Annotation dataset entries
______________________________
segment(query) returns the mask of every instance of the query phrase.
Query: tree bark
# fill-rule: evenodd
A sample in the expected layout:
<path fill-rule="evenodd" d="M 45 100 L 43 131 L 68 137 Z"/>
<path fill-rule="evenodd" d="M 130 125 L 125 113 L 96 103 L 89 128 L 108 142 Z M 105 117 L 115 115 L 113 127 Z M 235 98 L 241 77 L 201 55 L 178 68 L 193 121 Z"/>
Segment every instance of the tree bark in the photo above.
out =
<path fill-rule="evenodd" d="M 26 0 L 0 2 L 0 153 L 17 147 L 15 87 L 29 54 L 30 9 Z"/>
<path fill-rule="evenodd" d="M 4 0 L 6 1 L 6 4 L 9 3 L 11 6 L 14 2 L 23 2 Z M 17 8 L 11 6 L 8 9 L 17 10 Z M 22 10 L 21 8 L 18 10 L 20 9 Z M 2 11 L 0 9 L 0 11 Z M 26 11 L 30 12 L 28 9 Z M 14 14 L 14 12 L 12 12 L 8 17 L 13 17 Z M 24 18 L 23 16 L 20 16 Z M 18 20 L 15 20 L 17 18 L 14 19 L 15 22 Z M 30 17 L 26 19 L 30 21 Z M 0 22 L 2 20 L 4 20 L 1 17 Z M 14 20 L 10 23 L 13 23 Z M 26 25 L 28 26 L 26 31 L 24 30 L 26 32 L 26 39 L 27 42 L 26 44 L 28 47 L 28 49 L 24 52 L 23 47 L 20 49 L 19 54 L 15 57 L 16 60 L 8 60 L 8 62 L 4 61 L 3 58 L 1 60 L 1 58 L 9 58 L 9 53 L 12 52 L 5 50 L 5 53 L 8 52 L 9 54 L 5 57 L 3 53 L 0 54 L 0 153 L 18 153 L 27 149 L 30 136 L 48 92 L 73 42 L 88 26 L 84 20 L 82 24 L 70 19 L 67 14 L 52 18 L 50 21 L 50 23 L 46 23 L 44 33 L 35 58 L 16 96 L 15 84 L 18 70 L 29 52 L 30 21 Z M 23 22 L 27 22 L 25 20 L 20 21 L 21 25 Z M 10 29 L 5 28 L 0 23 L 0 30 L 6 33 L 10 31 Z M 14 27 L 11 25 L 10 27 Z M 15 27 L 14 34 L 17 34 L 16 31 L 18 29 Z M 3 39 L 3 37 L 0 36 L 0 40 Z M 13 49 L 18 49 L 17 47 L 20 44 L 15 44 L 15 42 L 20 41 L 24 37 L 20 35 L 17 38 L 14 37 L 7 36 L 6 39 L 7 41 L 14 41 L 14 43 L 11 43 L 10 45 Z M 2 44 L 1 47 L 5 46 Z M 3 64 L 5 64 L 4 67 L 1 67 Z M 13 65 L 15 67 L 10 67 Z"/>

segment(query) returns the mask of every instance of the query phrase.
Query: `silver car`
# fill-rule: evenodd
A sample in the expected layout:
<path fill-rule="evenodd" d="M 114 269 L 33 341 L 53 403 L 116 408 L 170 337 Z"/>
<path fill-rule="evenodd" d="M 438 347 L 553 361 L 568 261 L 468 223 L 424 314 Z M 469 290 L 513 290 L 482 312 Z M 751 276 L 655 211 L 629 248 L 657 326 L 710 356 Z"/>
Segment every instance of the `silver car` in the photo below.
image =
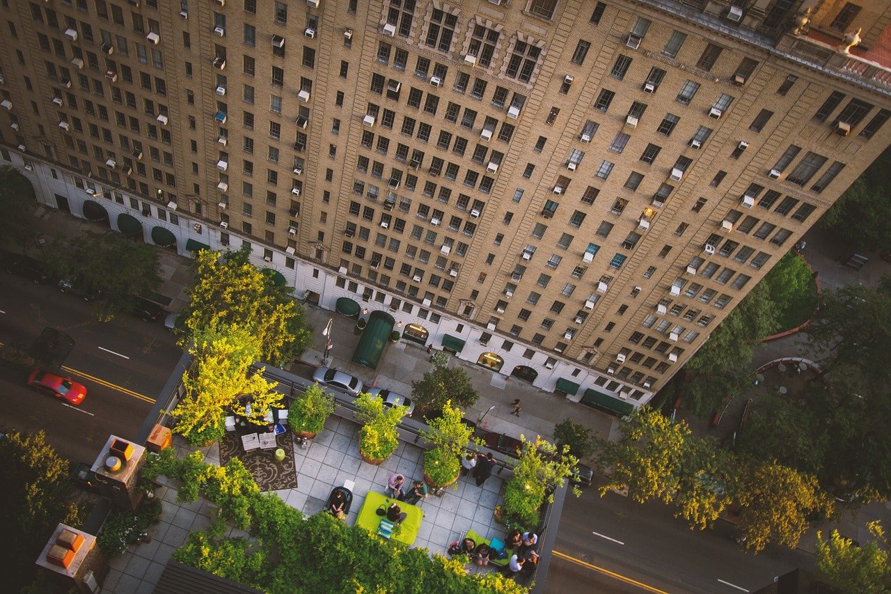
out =
<path fill-rule="evenodd" d="M 318 382 L 322 385 L 337 388 L 353 396 L 358 396 L 364 387 L 362 380 L 358 377 L 331 367 L 319 367 L 314 371 L 313 381 Z"/>
<path fill-rule="evenodd" d="M 405 413 L 405 417 L 411 417 L 412 413 L 414 412 L 414 402 L 412 401 L 412 399 L 405 398 L 402 394 L 397 394 L 384 388 L 372 388 L 371 390 L 365 390 L 365 392 L 372 396 L 380 396 L 383 399 L 384 404 L 388 407 L 408 407 L 408 412 Z"/>

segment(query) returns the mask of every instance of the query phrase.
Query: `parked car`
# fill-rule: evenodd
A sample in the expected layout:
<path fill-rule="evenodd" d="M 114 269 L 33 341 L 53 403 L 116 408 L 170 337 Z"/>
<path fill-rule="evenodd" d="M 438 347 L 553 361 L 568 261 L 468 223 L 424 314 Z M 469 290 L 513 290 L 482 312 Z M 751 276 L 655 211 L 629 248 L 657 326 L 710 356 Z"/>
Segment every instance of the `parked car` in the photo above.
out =
<path fill-rule="evenodd" d="M 144 297 L 134 297 L 133 299 L 133 308 L 130 309 L 130 314 L 143 322 L 156 322 L 164 313 L 164 309 L 154 301 L 150 301 Z"/>
<path fill-rule="evenodd" d="M 86 397 L 86 388 L 83 384 L 78 384 L 70 377 L 57 375 L 41 369 L 31 372 L 28 376 L 28 385 L 39 392 L 64 398 L 74 406 L 79 406 Z"/>
<path fill-rule="evenodd" d="M 366 390 L 365 392 L 371 394 L 372 396 L 380 396 L 383 399 L 384 404 L 388 407 L 408 407 L 408 412 L 405 413 L 405 417 L 411 417 L 412 413 L 414 412 L 414 402 L 412 401 L 412 399 L 406 398 L 402 394 L 397 394 L 395 392 L 380 388 L 372 388 L 371 390 Z"/>
<path fill-rule="evenodd" d="M 358 377 L 338 371 L 337 369 L 331 369 L 331 367 L 319 367 L 314 371 L 313 381 L 331 388 L 337 388 L 353 396 L 358 396 L 362 393 L 362 388 L 364 387 L 362 380 Z"/>
<path fill-rule="evenodd" d="M 30 256 L 17 256 L 6 265 L 6 272 L 17 274 L 35 283 L 45 283 L 50 279 L 43 262 Z"/>

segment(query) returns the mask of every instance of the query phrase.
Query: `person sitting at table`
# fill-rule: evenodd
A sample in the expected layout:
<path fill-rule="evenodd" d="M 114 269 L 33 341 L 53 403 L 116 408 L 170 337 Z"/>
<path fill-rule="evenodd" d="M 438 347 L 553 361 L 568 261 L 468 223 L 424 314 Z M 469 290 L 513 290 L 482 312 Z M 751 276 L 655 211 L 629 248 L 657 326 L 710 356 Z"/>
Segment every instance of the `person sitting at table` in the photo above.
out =
<path fill-rule="evenodd" d="M 328 511 L 337 519 L 342 520 L 347 517 L 347 513 L 344 511 L 346 506 L 347 499 L 344 499 L 343 491 L 335 491 L 334 497 L 331 498 L 331 503 L 328 507 Z"/>
<path fill-rule="evenodd" d="M 391 503 L 390 507 L 387 508 L 387 519 L 393 524 L 402 524 L 403 520 L 405 520 L 408 514 L 402 511 L 402 508 L 400 508 L 396 502 Z"/>

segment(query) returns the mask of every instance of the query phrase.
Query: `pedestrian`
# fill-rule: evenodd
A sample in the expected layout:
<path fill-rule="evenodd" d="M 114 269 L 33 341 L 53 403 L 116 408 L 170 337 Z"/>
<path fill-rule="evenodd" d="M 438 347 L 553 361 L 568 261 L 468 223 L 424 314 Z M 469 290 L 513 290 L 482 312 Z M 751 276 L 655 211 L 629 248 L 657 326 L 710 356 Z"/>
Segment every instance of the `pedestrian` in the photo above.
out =
<path fill-rule="evenodd" d="M 387 490 L 384 491 L 384 495 L 391 497 L 394 499 L 402 500 L 402 483 L 405 481 L 405 477 L 402 474 L 395 474 L 390 475 L 389 480 L 387 481 Z"/>
<path fill-rule="evenodd" d="M 461 458 L 461 475 L 466 476 L 467 473 L 473 470 L 475 466 L 477 466 L 477 455 L 472 451 L 469 452 L 467 456 Z"/>
<path fill-rule="evenodd" d="M 492 476 L 492 469 L 495 467 L 495 458 L 491 452 L 486 454 L 486 458 L 477 463 L 477 467 L 473 470 L 473 475 L 477 478 L 477 486 L 482 487 L 486 479 Z"/>

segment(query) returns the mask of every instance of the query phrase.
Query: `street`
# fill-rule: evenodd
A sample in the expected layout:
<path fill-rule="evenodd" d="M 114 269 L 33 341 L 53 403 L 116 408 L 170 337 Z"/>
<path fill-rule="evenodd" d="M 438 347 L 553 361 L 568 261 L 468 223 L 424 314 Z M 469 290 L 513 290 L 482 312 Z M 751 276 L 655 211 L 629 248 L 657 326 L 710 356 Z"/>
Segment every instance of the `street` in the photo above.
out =
<path fill-rule="evenodd" d="M 46 326 L 66 332 L 75 346 L 62 373 L 86 386 L 79 407 L 28 388 L 29 367 L 0 364 L 4 407 L 0 430 L 36 432 L 71 462 L 93 462 L 109 434 L 135 438 L 157 392 L 179 358 L 160 323 L 121 317 L 97 322 L 92 304 L 0 272 L 0 342 L 29 345 Z"/>

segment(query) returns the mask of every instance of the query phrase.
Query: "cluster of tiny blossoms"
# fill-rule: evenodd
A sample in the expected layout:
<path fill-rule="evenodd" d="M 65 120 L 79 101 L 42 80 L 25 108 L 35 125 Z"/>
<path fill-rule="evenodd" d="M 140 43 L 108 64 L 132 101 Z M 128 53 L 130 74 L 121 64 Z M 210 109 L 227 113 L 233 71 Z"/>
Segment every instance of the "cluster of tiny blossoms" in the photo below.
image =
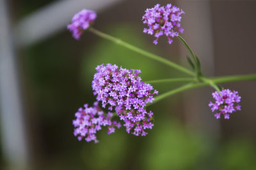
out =
<path fill-rule="evenodd" d="M 92 24 L 96 18 L 95 11 L 84 9 L 73 17 L 72 23 L 67 25 L 67 29 L 72 32 L 76 39 L 79 39 L 83 31 Z"/>
<path fill-rule="evenodd" d="M 154 35 L 156 38 L 153 43 L 157 44 L 158 38 L 163 35 L 166 36 L 169 44 L 173 38 L 179 36 L 179 32 L 182 33 L 183 28 L 180 27 L 181 15 L 185 13 L 182 10 L 168 4 L 166 6 L 160 6 L 157 4 L 152 8 L 148 8 L 145 14 L 142 17 L 143 24 L 147 24 L 148 28 L 144 28 L 143 32 L 150 35 Z"/>
<path fill-rule="evenodd" d="M 104 113 L 99 107 L 98 102 L 94 103 L 93 107 L 88 107 L 88 104 L 84 104 L 84 109 L 79 108 L 75 116 L 76 119 L 73 120 L 75 127 L 74 134 L 77 136 L 79 141 L 84 138 L 87 142 L 94 141 L 97 143 L 95 134 L 101 129 L 102 126 L 108 126 L 108 134 L 115 132 L 115 127 L 121 127 L 120 123 L 111 120 L 112 113 Z"/>
<path fill-rule="evenodd" d="M 220 118 L 221 114 L 224 115 L 224 118 L 229 119 L 230 113 L 241 110 L 241 106 L 238 104 L 241 101 L 241 97 L 237 92 L 224 89 L 220 92 L 216 91 L 212 95 L 216 101 L 215 103 L 210 102 L 209 106 L 211 108 L 212 112 L 217 111 L 217 113 L 214 115 L 217 119 Z"/>
<path fill-rule="evenodd" d="M 148 83 L 141 81 L 138 69 L 118 69 L 116 65 L 98 66 L 92 81 L 93 94 L 102 101 L 102 107 L 114 109 L 124 120 L 126 131 L 136 136 L 145 136 L 145 130 L 152 129 L 153 113 L 147 112 L 146 104 L 152 103 L 158 92 Z M 107 106 L 108 105 L 108 106 Z"/>

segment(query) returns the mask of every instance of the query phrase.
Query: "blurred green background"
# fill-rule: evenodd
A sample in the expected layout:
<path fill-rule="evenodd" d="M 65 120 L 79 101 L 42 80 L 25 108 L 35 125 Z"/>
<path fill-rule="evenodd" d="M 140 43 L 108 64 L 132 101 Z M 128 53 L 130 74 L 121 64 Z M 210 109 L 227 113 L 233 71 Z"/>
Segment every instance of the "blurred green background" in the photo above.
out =
<path fill-rule="evenodd" d="M 54 1 L 10 1 L 10 12 L 13 27 L 16 21 Z M 172 3 L 170 1 L 160 3 L 165 4 L 167 2 Z M 141 16 L 147 6 L 152 6 L 155 3 L 155 1 L 141 1 L 140 3 L 135 0 L 122 1 L 99 13 L 95 27 L 179 62 L 178 43 L 170 46 L 165 43 L 166 39 L 161 39 L 159 44 L 155 46 L 152 43 L 153 38 L 142 33 Z M 243 4 L 241 6 L 240 2 L 225 3 L 211 3 L 212 16 L 216 16 L 214 11 L 223 5 L 236 8 L 240 6 L 243 11 L 251 6 L 249 8 L 251 13 L 248 15 L 255 16 L 255 3 L 244 3 L 243 6 Z M 235 7 L 233 8 L 236 9 Z M 81 7 L 83 8 L 86 6 Z M 134 13 L 131 9 L 134 10 Z M 213 22 L 216 22 L 214 17 L 212 17 Z M 212 24 L 213 32 L 218 35 L 218 27 L 214 27 L 218 25 L 215 24 Z M 256 27 L 255 23 L 252 24 L 253 27 Z M 228 32 L 228 27 L 226 27 L 225 30 Z M 234 32 L 239 34 L 239 28 Z M 250 34 L 252 38 L 255 37 L 255 32 Z M 220 48 L 214 50 L 218 53 Z M 177 94 L 148 108 L 154 113 L 155 123 L 146 137 L 128 134 L 124 127 L 111 135 L 108 135 L 106 129 L 103 129 L 97 133 L 99 143 L 88 143 L 78 141 L 73 136 L 72 120 L 78 108 L 84 103 L 92 104 L 95 101 L 91 83 L 97 65 L 111 63 L 127 69 L 141 69 L 143 81 L 184 75 L 90 32 L 84 32 L 81 40 L 76 41 L 65 28 L 42 41 L 18 48 L 17 51 L 31 169 L 256 169 L 254 114 L 256 110 L 253 108 L 255 99 L 252 97 L 256 94 L 254 82 L 248 83 L 248 87 L 252 87 L 249 89 L 245 89 L 246 85 L 241 83 L 228 84 L 230 88 L 241 90 L 243 99 L 250 99 L 250 102 L 247 104 L 242 103 L 242 110 L 246 107 L 250 108 L 246 111 L 236 113 L 228 121 L 215 120 L 210 109 L 204 113 L 211 115 L 211 121 L 217 122 L 216 127 L 213 127 L 216 129 L 215 131 L 204 129 L 203 125 L 198 128 L 189 123 L 189 117 L 187 117 L 184 112 L 189 110 L 191 106 L 184 103 L 184 96 Z M 222 68 L 239 73 L 235 68 L 241 64 L 240 58 L 234 59 L 233 67 L 227 67 L 220 59 L 221 55 L 216 57 L 216 70 Z M 251 60 L 253 61 L 253 59 Z M 255 73 L 255 67 L 250 64 L 250 61 L 245 62 L 241 71 Z M 186 64 L 184 66 L 188 67 Z M 225 74 L 218 71 L 215 74 Z M 161 94 L 182 84 L 153 86 Z M 212 90 L 209 87 L 204 89 L 207 92 L 204 95 L 208 96 L 206 98 L 208 103 Z M 201 100 L 198 103 L 201 103 L 205 98 Z M 194 113 L 189 113 L 192 117 Z M 243 118 L 246 117 L 250 121 L 247 122 L 246 118 Z M 0 169 L 12 169 L 12 167 L 0 150 Z"/>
______________________________
■ Exercise task ■
Revise the data from its first line through the line containing "153 L 17 147", inclusive, so that "tree bark" becomes "oak bark" and nothing else changes. Give back only those lines.

■ Worked answer ■
segment(query) returns the mask of every instance of the query phrase.
Query: oak bark
# fill-rule: evenodd
A sample in the expected layout:
<path fill-rule="evenodd" d="M 45 100 L 43 131 L 68 137 Z"/>
<path fill-rule="evenodd" d="M 130 125 L 125 113 L 96 103 L 89 128 L 108 142 Z M 105 117 L 115 115 L 113 127 Z M 235 98 L 241 77 L 201 55 L 178 68 L 193 121 Z"/>
Segment every instance of the oak bark in the photo above.
out =
<path fill-rule="evenodd" d="M 26 0 L 0 2 L 0 153 L 17 147 L 15 87 L 29 54 L 30 9 Z"/>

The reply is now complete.